(Picture annotation records)

———

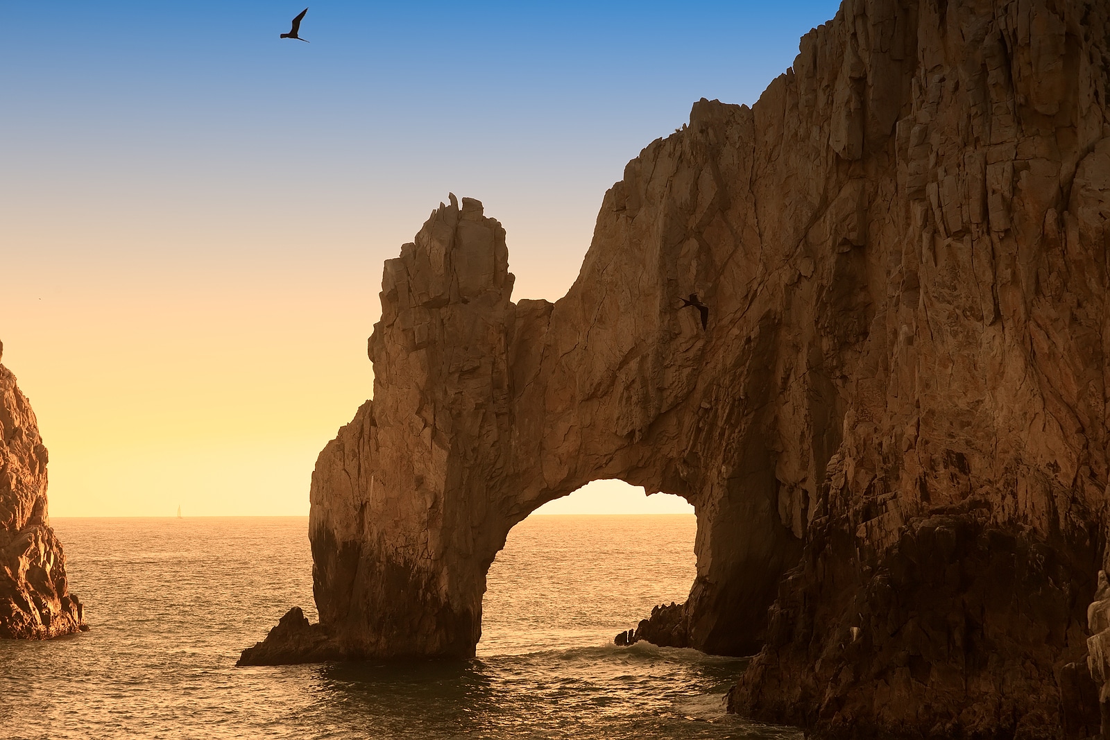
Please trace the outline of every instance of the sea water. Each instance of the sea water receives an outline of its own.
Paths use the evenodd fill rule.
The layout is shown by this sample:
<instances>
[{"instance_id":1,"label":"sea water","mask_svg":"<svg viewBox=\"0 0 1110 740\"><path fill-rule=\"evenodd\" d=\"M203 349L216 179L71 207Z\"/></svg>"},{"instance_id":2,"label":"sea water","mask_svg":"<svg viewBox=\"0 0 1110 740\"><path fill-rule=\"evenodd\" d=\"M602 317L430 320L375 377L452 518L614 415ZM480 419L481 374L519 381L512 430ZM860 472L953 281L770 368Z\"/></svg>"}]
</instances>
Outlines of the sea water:
<instances>
[{"instance_id":1,"label":"sea water","mask_svg":"<svg viewBox=\"0 0 1110 740\"><path fill-rule=\"evenodd\" d=\"M235 668L315 619L306 517L53 520L91 630L0 640L2 738L800 738L725 713L743 659L613 645L694 579L692 515L534 516L477 657Z\"/></svg>"}]
</instances>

———

[Brief] Update all of the material above by changing "layout" to "format" wherever it occurs, with nothing else altered. Leave the pictures out of your answer.

[Reply]
Please trace the outline of every instance of the sea water. Each instance of the sea water receives an outline of its own.
Paths use the evenodd fill rule.
The format is shown by this sample:
<instances>
[{"instance_id":1,"label":"sea water","mask_svg":"<svg viewBox=\"0 0 1110 740\"><path fill-rule=\"evenodd\" d=\"M203 349L216 179L71 207Z\"/></svg>"},{"instance_id":2,"label":"sea water","mask_svg":"<svg viewBox=\"0 0 1110 740\"><path fill-rule=\"evenodd\" d=\"M602 317L430 320L375 377L452 518L614 415ZM480 419L481 374L519 381L512 430ZM860 472L953 281L770 368Z\"/></svg>"}]
</instances>
Outlines of the sea water:
<instances>
[{"instance_id":1,"label":"sea water","mask_svg":"<svg viewBox=\"0 0 1110 740\"><path fill-rule=\"evenodd\" d=\"M235 668L315 619L306 517L53 520L91 630L0 640L2 738L800 738L725 713L743 659L613 645L694 579L692 515L534 516L477 657Z\"/></svg>"}]
</instances>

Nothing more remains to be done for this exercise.